## Begin SOURCE EXCERPT
Essay submitted by Unknown

Michelangelo was pessimistic in his poetry and an optimist in his artwork. Michelangelo’s

artwork consisted of paintings and sculptures that showed humanity in it’s natural

state. Michelangelo’s poetry was pessimistic in his response to Strazzi even though he

was complementing him. Michelangelo’s sculpture brought out his optimism.

Michelangelo was optimistic in completing The Tomb of Pope Julius II and persevered

through it’s many revisions trying to complete his vision. Sculpture was Michelangelo’s

main goal and the love of his life. Since his art portrayed both optimism and pessimism,

Michelangelo was in touch with his positive and negative sides, showing that he had a

great and stable personality.

Michelangelo’s artwork consisted of paintings and sculptures that showed humanity in

it’s natural state. Michelangelo Buonarroti was called to Rome in 1505 by Pope Julius II

to create for him a monumental tomb. We have no clear sense of what the tomb was

to look like, since over the years it went through at least five conceptual revisions. The

tomb was to have three levels; the bottom level was to have sculpted figures

representing Victory and bond slaves. The second level was to have statues of Moses

and Saint Paul as well as symbolic figures of the active and contemplative

life-representative of the human striving for, and reception of, knowledge. The third

level, it is assumed, was to have an effigy of the deceased pope. The tomb of Pope

Julius II was never finished. What was finished of the tomb represents a twenty-year

span of frustrating delays and revised schemes. Michelangelo had hardly begun work on

the pope’s tomb when Julius commanded him to fresco the ceiling of the Sistine Chapel

to complete the work done in the previous century under Sixtus IV. The overall

organization consists of four large triangles at the corner; a series of eight triangular

spaces on the outer border; an intermediate series of figures; and nine central panels,

all bound together with architectural motifs and nude male figures. The corner triangles

depict heroic action in the Old Testament, while the other eight triangles depict the

biblical ancestors of Jesus Christ. Michelangelo conceived and executed this huge work

as a single unit. It’s overall meaning is a problem. The issue has engaged historians of

art for generations without satisfactory resolution. The paintings that were done by

Michelangelo had been painted with the brightest colors that just bloomed the whole

ceiling as one entered to look. The ceiling had been completed just a little after the

Pope had died. The Sistine Chapel is the best fresco ever done.
## End SOURCE EXCERPT
TASKS TO PERFORM
A) Set down the part of the Michelangelo essay from "biblical ancestors of" to "fresco ever done." word for word.
B) Decide whether each of the following statements agrees with the Michelangelo essay. Answer yes or no for each, and quote the essay's words that settle it. (i) Pope Julius II called Michelangelo to Rome in 1505 to create a tomb. (ii) The tomb of Pope Julius II was finished. (iii) The corner triangles of the Sistine Chapel ceiling depict the biblical ancestors of Jesus Christ.
## Begin DATASET EXCERPTS
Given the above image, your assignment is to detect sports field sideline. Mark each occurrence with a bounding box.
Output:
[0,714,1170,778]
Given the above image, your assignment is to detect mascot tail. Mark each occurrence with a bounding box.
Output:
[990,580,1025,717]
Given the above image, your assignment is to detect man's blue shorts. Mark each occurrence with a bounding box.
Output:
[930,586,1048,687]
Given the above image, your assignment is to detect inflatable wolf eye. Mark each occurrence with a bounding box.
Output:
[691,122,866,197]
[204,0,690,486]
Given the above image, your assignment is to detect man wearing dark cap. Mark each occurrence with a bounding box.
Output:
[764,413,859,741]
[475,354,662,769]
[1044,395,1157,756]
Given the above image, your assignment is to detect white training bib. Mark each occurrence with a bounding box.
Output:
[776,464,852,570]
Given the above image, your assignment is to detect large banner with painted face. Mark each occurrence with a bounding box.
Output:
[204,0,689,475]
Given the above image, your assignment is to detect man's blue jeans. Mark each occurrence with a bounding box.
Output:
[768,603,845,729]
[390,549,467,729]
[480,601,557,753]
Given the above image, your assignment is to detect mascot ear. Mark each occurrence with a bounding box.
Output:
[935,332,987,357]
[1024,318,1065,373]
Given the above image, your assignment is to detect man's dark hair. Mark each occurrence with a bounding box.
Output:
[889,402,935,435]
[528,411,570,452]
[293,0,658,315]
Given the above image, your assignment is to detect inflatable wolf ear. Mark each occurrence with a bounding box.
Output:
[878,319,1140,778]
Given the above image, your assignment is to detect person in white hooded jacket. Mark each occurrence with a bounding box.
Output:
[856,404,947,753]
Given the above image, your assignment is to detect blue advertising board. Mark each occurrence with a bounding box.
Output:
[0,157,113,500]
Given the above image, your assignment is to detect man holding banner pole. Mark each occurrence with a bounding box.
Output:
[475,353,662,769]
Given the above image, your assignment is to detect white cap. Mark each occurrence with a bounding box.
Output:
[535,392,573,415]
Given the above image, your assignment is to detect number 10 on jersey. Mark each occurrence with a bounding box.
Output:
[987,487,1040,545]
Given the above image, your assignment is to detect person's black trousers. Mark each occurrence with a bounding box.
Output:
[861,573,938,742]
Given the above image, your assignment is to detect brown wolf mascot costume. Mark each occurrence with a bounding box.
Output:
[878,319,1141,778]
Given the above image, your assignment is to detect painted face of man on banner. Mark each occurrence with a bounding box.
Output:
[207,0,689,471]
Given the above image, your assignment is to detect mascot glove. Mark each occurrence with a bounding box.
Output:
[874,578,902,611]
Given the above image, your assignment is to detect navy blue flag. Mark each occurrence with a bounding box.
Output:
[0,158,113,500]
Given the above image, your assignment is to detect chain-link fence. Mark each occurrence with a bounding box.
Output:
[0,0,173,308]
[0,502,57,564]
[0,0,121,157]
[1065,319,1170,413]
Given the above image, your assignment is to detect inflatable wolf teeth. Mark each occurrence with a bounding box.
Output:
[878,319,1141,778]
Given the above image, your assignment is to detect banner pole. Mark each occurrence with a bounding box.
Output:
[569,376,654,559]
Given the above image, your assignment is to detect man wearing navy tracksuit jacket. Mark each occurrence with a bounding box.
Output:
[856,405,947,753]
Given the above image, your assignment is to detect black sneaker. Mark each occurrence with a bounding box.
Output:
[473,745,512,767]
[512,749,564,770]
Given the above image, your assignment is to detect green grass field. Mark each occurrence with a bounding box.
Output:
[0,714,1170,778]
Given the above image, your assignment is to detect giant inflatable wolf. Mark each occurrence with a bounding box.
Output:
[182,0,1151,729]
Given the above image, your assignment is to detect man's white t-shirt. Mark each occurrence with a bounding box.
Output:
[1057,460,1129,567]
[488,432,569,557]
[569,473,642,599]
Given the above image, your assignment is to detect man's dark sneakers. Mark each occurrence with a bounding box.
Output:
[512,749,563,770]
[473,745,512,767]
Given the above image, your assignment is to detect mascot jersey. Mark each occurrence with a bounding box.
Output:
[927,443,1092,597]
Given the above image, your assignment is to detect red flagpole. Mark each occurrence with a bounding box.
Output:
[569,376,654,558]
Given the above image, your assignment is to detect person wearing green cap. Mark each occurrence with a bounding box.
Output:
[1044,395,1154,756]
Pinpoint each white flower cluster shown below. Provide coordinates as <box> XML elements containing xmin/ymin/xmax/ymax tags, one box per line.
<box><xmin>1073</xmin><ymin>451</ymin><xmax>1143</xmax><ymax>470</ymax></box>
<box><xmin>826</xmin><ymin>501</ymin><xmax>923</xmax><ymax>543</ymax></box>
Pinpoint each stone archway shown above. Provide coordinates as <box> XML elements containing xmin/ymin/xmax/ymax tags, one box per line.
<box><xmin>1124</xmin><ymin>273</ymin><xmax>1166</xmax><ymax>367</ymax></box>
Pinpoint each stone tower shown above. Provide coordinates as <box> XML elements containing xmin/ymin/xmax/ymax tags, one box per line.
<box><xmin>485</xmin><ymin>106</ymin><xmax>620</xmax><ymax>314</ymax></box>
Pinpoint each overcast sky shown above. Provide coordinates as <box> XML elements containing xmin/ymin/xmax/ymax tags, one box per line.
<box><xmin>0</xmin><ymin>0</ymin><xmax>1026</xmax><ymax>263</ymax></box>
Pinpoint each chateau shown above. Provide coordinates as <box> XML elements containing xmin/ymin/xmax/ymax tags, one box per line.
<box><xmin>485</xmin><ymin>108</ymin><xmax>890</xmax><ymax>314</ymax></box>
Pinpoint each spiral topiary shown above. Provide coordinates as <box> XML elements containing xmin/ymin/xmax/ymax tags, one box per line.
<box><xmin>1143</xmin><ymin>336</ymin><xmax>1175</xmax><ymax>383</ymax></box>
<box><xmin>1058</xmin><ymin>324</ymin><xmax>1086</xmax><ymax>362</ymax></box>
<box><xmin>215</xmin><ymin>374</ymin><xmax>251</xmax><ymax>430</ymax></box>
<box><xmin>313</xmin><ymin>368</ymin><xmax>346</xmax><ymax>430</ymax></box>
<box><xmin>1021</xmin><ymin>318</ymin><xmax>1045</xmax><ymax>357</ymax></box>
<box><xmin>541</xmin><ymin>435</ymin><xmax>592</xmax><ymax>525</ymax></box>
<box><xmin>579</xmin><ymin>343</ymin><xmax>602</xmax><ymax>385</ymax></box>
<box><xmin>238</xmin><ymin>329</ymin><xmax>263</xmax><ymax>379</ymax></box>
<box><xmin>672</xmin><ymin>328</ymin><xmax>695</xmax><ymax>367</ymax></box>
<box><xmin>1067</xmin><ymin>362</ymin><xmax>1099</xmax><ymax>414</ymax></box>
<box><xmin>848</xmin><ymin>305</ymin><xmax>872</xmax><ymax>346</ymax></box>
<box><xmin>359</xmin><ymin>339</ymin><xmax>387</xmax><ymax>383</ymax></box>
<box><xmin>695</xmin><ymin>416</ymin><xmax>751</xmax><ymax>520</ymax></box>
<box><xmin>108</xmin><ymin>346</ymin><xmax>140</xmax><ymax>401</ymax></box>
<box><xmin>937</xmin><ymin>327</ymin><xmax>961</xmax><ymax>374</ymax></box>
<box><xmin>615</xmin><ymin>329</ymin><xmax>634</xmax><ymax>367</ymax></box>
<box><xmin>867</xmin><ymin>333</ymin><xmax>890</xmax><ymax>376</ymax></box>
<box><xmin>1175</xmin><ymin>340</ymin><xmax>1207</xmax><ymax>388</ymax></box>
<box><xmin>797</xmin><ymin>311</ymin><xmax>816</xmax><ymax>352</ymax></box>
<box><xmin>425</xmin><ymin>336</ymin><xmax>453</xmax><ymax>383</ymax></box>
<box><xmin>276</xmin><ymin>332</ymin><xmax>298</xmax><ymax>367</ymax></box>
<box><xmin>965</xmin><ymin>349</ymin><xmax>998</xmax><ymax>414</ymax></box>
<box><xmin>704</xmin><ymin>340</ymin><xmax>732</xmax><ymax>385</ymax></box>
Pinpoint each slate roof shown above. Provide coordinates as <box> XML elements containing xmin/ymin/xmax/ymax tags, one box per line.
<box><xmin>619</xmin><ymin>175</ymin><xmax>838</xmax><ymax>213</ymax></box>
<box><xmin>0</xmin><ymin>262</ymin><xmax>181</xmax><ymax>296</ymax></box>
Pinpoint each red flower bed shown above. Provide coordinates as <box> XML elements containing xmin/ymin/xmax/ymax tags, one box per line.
## End DATASET EXCERPTS
TASK-BY-TASK RESULTS
A)
biblical ancestors of Jesus Christ. Michelangelo conceived and executed this huge work

as a single unit. It’s overall meaning is a problem. The issue has engaged historians of

art for generations without satisfactory resolution. The paintings that were done by

Michelangelo had been painted with the brightest colors that just bloomed the whole

ceiling as one entered to look. The ceiling had been completed just a little after the

Pope had died. The Sistine Chapel is the best fresco ever done.

B)
(i) Yes: "Michelangelo Buonarroti was called to Rome in 1505 by Pope Julius II to create for him a monumental tomb."
(ii) No: "The tomb of Pope Julius II was never finished."
(iii) No: "The corner triangles depict heroic action in the Old Testament, while the other eight triangles depict the biblical ancestors of Jesus Christ."